• [WRITTEN REQUEST]:
The records below must be output exactly, without pictures.
## Begin INPUT DATA
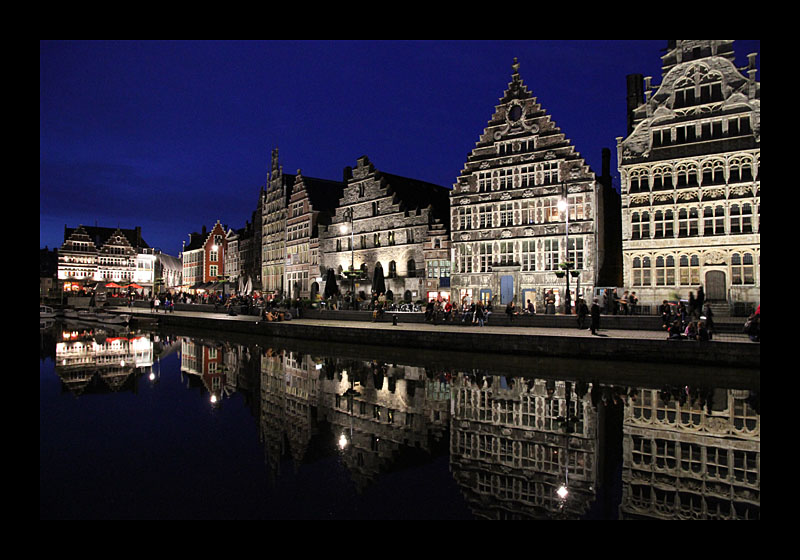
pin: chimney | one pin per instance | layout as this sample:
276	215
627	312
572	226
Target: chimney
635	96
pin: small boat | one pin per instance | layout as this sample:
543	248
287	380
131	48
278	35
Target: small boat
46	312
113	318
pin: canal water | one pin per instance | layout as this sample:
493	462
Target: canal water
194	425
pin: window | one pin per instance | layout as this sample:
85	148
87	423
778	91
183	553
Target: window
485	253
641	271
551	249
645	225
714	220
741	218
550	207
549	172
665	271
528	254
526	176
464	218
577	206
484	181
689	270
464	257
506	214
485	217
528	211
506	254
742	269
576	254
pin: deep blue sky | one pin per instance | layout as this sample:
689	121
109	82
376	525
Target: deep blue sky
172	135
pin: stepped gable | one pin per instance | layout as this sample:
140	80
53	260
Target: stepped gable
100	235
517	119
414	193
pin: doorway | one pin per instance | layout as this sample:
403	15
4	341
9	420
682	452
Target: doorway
506	289
716	289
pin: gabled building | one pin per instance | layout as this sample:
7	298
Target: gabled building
690	178
275	200
383	220
509	236
312	203
204	259
91	255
## End INPUT DATA
• [TASK RESULT]:
pin: chimney | one pin per instance | layout as this sample:
276	215
627	312
572	226
Target: chimney
635	96
pin: small boat | one pin per instance | layout as this sample:
543	248
287	380
131	48
278	35
Target: small boat
46	312
113	318
pin: canal water | one pin per instance | layout as this sample:
493	462
Target: canal water
194	425
pin: window | one pin per instance | layout as this sample:
85	148
87	423
778	91
183	553
Target: window
485	253
641	271
551	249
645	225
714	220
741	218
550	207
549	172
665	271
528	254
526	176
464	218
577	206
484	181
689	270
464	257
506	214
485	217
528	211
506	254
742	269
576	254
pin: deep blue sky | one pin per instance | layout as this sample:
689	121
109	82
376	525
Target: deep blue sky
172	135
pin: stepped gable | one pin per instance | layout as this sample:
140	80
53	260
Target: stepped gable
100	235
517	119
414	193
pin: doorway | one pin per instance | layout as this sample:
403	15
4	341
9	420
682	452
Target: doorway
506	289
716	289
pin: gabled building | one pin per instance | layout as this sample:
7	298
Target: gabled building
690	178
275	200
383	220
509	236
312	203
204	259
91	255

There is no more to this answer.